▸ **Extract provided**
-- Opening Marker --

BOB ABERNETHY: This weekend marks the beginning of the Jewish high holidays, the most sacred time of the year for Jews, a 10-day period of prayer and penitence beginning with Rosh Hashana, the Jewish new year, and ending with Yom Kippur, the day of atonement. But as Lucky Severson reports, the high holidays did not always have the significance they have today.LUCKY SEVERSON: When you look back through history, what have become the most important and sacred Jewish holidays were mere mentions in the Bible. Rosh Hashana was a day for blowing horns, actually a ram's horn called a shofar, and remembering God as king. And Yom Kippur was known as a day of atonement, a day of affliction.

-- Closing Marker --

▸ **Material shown**
-- Opening Marker --

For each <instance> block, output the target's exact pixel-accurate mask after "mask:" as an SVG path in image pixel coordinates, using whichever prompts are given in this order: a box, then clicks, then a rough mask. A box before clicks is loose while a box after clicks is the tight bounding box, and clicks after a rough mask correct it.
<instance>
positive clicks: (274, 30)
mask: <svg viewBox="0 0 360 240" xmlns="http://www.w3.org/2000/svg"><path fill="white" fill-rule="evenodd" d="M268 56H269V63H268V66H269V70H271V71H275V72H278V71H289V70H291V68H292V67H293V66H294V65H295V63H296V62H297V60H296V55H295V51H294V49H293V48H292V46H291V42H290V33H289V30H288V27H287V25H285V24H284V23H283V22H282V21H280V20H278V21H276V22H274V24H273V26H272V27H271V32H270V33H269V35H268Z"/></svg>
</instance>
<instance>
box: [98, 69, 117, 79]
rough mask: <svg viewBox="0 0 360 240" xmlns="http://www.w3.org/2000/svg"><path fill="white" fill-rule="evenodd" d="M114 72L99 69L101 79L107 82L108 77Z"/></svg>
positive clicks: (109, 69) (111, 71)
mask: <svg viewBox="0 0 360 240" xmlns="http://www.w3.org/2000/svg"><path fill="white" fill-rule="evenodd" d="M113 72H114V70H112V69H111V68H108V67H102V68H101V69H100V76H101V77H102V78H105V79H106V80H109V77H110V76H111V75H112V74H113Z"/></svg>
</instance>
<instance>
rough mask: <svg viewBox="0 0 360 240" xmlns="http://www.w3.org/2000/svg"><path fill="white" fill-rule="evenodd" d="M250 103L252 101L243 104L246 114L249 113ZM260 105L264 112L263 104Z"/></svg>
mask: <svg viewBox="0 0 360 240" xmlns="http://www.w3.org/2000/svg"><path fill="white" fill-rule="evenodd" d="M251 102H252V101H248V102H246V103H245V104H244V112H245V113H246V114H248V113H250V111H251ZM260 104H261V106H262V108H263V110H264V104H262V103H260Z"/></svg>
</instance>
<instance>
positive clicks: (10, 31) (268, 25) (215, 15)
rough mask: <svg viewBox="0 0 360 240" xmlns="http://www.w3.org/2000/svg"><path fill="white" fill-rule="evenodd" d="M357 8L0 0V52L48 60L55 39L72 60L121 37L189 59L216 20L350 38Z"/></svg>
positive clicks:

-- Closing Marker --

▸ **Work task 1**
In the transcript about the Jewish high holidays, what is the ram's horn called?
▸ **Work task 2**
Repeat part of the high holidays transcript word for word, beginning at the words "BOB ABERNETHY: This" and stopping after the words "day of affliction.".
Work only from the transcript about the Jewish high holidays and nothing else.

▸ **Task answer 1**
A shofar.

▸ **Task answer 2**
BOB ABERNETHY: This weekend marks the beginning of the Jewish high holidays, the most sacred time of the year for Jews, a 10-day period of prayer and penitence beginning with Rosh Hashana, the Jewish new year, and ending with Yom Kippur, the day of atonement. But as Lucky Severson reports, the high holidays did not always have the significance they have today.LUCKY SEVERSON: When you look back through history, what have become the most important and sacred Jewish holidays were mere mentions in the Bible. Rosh Hashana was a day for blowing horns, actually a ram's horn called a shofar, and remembering God as king. And Yom Kippur was known as a day of atonement, a day of affliction.